_WHAT THE TASK ASKS_:
In the records below, the line with "Target: short black hair" opens the range and the line with "Target: black hair" closes it; print that range exactly and nothing else.

_EXERCISE DATA_:

*** Begin section ***

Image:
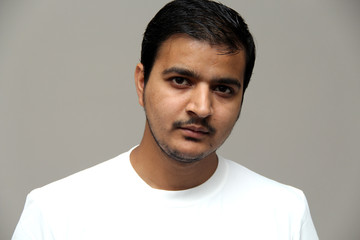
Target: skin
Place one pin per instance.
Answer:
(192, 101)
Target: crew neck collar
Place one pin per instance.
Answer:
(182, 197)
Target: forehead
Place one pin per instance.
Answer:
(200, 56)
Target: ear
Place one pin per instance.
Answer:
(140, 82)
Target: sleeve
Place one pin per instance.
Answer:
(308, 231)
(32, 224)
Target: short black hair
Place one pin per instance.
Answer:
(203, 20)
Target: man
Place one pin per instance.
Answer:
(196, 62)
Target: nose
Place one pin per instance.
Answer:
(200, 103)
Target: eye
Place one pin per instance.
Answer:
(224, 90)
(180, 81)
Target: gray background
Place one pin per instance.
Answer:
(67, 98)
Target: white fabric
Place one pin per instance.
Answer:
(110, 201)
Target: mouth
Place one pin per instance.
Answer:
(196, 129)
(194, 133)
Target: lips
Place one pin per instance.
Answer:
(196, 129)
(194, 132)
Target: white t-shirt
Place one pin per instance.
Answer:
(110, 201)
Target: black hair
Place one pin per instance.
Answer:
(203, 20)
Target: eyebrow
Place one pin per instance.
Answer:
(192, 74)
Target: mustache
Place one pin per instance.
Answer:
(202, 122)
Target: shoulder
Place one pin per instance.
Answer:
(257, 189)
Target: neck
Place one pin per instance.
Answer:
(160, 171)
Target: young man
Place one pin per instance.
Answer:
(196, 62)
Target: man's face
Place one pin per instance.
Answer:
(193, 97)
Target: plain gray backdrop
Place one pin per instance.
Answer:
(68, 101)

*** End section ***
*** Begin section ***

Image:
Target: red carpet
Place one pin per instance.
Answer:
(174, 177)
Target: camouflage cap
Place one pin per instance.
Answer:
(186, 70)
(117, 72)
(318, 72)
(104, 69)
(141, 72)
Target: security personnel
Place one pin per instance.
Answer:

*** End section ***
*** Begin section ***

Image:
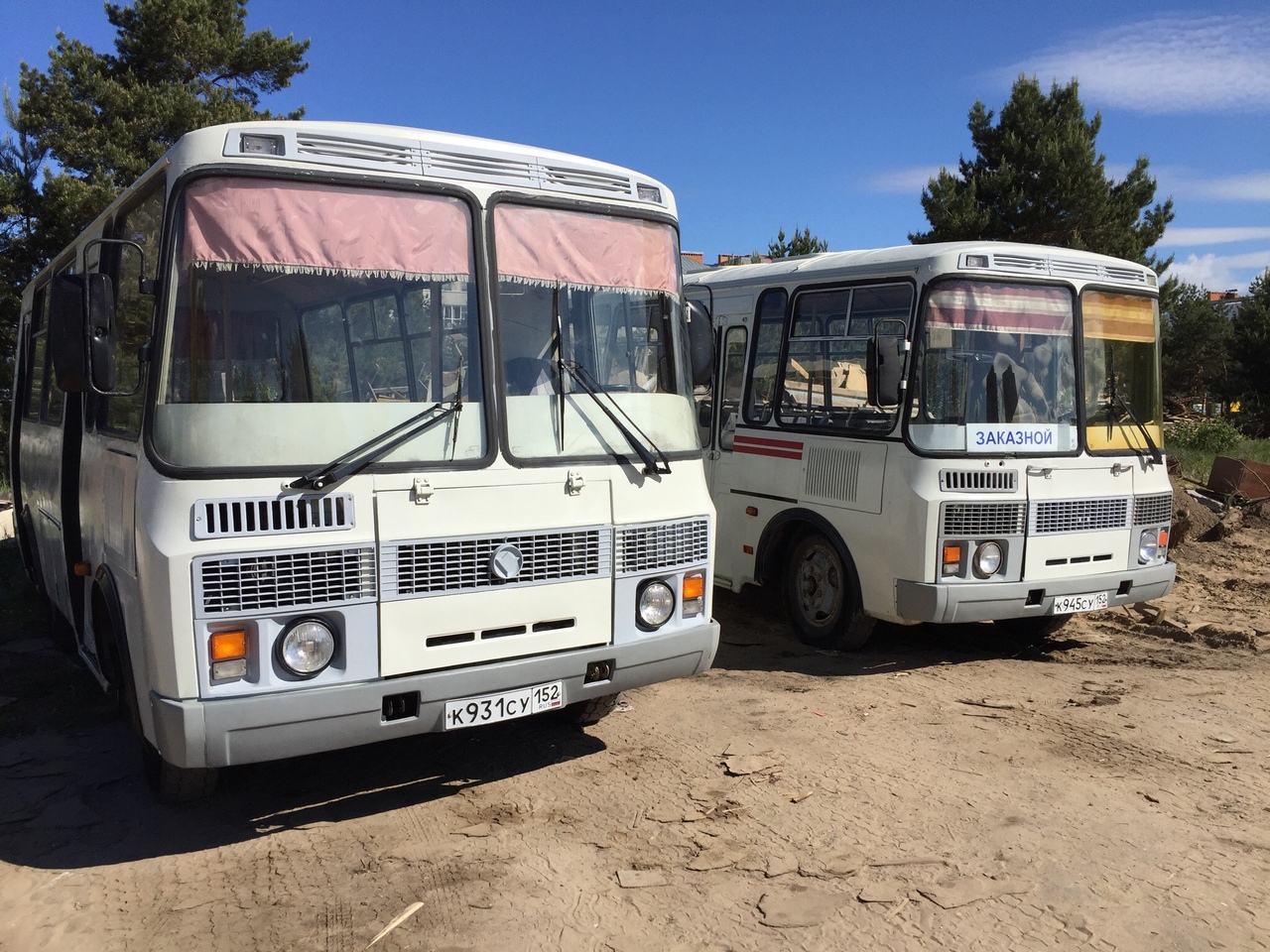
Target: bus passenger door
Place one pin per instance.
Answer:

*** End section ***

_EXERCISE RESPONSE_:
Target: short black hair
Place one pin per instance.
Answer:
(203, 20)
Target: man
Place one pin per instance.
Answer:
(196, 62)
Target: nose
Place one pin per instance.
Answer:
(200, 103)
Target: eye
Place one pin per instance.
Answer:
(224, 90)
(180, 81)
Target: gray background
Place one pin per instance.
Answer:
(67, 98)
Target: white fabric
Place one pin per instance.
Answer:
(110, 201)
Target: mouth
Place one pin per instance.
Answer:
(196, 129)
(194, 133)
Target: lips
Place one pin per instance.
Answer:
(196, 129)
(194, 132)
Target: white t-shirt
Place one pin per instance.
Answer:
(110, 201)
Target: black hair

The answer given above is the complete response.